Written exercise
Convert every line of the items below into a JSON list of strings, one string per line, leaving out blank lines.

═════ Input for this task

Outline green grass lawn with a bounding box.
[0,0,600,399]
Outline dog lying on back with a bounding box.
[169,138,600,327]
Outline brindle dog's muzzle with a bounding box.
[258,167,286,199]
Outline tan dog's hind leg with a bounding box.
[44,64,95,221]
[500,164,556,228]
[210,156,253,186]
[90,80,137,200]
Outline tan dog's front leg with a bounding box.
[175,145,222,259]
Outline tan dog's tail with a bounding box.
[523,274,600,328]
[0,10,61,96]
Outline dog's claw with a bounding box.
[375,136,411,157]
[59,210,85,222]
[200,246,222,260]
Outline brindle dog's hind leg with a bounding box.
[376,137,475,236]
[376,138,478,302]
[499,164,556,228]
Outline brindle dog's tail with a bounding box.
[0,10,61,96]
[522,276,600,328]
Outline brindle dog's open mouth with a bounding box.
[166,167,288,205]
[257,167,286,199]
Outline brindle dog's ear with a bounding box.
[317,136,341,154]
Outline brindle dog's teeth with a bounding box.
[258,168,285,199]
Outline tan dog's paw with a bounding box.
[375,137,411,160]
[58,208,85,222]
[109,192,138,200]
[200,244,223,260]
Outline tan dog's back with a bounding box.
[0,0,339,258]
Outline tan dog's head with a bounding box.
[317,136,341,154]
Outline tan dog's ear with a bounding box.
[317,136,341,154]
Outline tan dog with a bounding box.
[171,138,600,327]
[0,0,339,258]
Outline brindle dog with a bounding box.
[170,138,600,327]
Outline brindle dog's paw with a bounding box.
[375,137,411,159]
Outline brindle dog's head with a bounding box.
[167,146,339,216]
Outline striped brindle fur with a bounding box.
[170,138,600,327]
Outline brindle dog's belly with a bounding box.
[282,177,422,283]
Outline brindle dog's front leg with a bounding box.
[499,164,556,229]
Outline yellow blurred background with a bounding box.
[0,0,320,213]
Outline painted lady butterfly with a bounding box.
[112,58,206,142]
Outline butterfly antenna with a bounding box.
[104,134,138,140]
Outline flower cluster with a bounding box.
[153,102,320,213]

══════════

Exercise answer
[
  "Outline green grass lawn with a bounding box.",
  "[0,0,600,399]",
  "Outline dog lying on back with a bounding box.",
  "[169,138,600,327]",
  "Outline brindle dog's muzzle with a bounding box.",
  "[258,167,286,199]",
  "Outline tan dog's hind leg with a bounding box.",
  "[44,64,95,221]",
  "[500,164,556,228]",
  "[210,156,253,186]",
  "[90,80,137,200]",
  "Outline tan dog's front leg with a bounding box.",
  "[175,145,222,259]",
  "Outline tan dog's tail with a bounding box.",
  "[523,274,600,328]",
  "[0,10,61,96]",
  "Outline dog's claw with a bounding box.",
  "[375,136,411,157]",
  "[59,210,85,222]",
  "[200,246,222,260]",
  "Outline brindle dog's hind leg with a bounding box.",
  "[376,137,475,236]",
  "[376,138,478,302]",
  "[499,164,556,228]",
  "Outline brindle dog's tail with a bounding box.",
  "[0,10,61,96]",
  "[522,276,600,328]",
  "Outline brindle dog's open mouth with a bounding box.",
  "[166,167,288,205]",
  "[257,167,286,199]",
  "Outline brindle dog's ear with a bounding box.",
  "[317,136,341,154]",
  "Outline brindle dog's teeth with a bounding box.",
  "[258,168,285,199]",
  "Outline tan dog's paw with a bounding box.",
  "[375,137,411,160]",
  "[58,208,85,222]",
  "[109,192,138,200]",
  "[200,244,223,260]",
  "Outline tan dog's back with a bounding box.",
  "[0,0,339,258]",
  "Outline tan dog's head with a bounding box.",
  "[317,136,341,154]",
  "Outline tan dog's ear with a bounding box.",
  "[317,136,341,154]",
  "Outline tan dog with a bounding box.",
  "[171,138,600,327]",
  "[0,0,339,258]",
  "Outline brindle dog with a bounding box.",
  "[170,138,600,327]",
  "Outline brindle dog's paw with a bounding box.",
  "[375,137,411,159]",
  "Outline brindle dog's head with a bounding box.",
  "[167,146,339,216]",
  "Outline striped brindle fur with a bounding box.",
  "[170,138,600,327]",
  "Outline brindle dog's belly with a bounding box.",
  "[282,177,422,283]",
  "Outline brindle dog's front leg with a bounding box.",
  "[499,164,556,229]",
  "Outline yellow blurred background with a bounding box.",
  "[0,0,320,213]",
  "Outline painted lady butterfly with a bounding box.",
  "[112,58,206,142]",
  "Outline butterfly antenna with a bounding box.",
  "[104,134,138,140]",
  "Outline flower cluster with a bounding box.",
  "[153,102,320,213]"
]